> [Reading text]
___

Thursday, May 11, 2017

Book review: The Righteous Mind

The Righteous Mind: Why Good People Are Divided by Politics and Religion by Jonathan Haidt is a book about morality.  It's about the ways in which people form moral opinions and the underlying basis for human morality.

The book begins with a description of how the author's views have changed over time and how the conventional view of how children develop morality has changed over time.  To oversimplify, at one point people viewed children as inherently immoral and needing to be taught about morality.  Then children were viewed as being inherently moral and only needing to be protected from forces that would stunt there inherent goodness.  Then Lawrence Kohlberg re-invented morality as a rational way of rationally reconciling one's own desires with the desires of others.  And finally he came to the conclusion that people have inborn moral intuitions that we use to construct our theories of morality.  That won't be any surprise to readers of The Secret of Our Success but of course this book actually came out before that one, even though I read them in the opposite order.

___

> [Data provided]
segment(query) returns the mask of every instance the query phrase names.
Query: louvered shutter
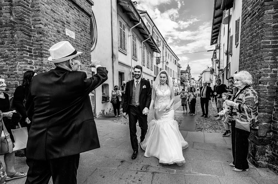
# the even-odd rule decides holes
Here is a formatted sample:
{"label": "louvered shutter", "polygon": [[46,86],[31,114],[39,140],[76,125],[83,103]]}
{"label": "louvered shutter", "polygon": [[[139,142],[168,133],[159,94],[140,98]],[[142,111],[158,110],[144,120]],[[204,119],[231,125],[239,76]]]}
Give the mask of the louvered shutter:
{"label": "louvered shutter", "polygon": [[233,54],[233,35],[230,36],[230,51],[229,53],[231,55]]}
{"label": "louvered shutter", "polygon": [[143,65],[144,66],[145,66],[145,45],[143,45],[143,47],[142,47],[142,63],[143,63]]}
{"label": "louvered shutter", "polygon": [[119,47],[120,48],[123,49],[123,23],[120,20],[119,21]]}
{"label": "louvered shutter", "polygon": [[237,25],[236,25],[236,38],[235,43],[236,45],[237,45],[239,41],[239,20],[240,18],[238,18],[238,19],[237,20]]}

___

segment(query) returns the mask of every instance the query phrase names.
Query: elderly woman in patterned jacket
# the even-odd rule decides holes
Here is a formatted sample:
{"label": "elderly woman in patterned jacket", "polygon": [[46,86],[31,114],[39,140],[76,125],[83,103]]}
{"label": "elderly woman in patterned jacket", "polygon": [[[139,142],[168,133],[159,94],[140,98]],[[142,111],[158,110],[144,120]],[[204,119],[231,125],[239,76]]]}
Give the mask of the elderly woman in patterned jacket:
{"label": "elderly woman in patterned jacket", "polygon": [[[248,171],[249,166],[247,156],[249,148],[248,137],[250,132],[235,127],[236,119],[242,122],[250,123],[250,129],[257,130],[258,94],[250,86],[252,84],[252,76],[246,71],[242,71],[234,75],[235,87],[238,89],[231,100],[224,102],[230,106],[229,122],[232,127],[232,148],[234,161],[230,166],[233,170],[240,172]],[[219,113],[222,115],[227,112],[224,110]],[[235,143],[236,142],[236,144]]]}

___

> [Written exercise]
Quote the passage of the book review between "The Righteous Mind: Why" and "for human morality.", inclusive.

> [Written answer]
The Righteous Mind: Why Good People Are Divided by Politics and Religion by Jonathan Haidt is a book about morality.  It's about the ways in which people form moral opinions and the underlying basis for human morality.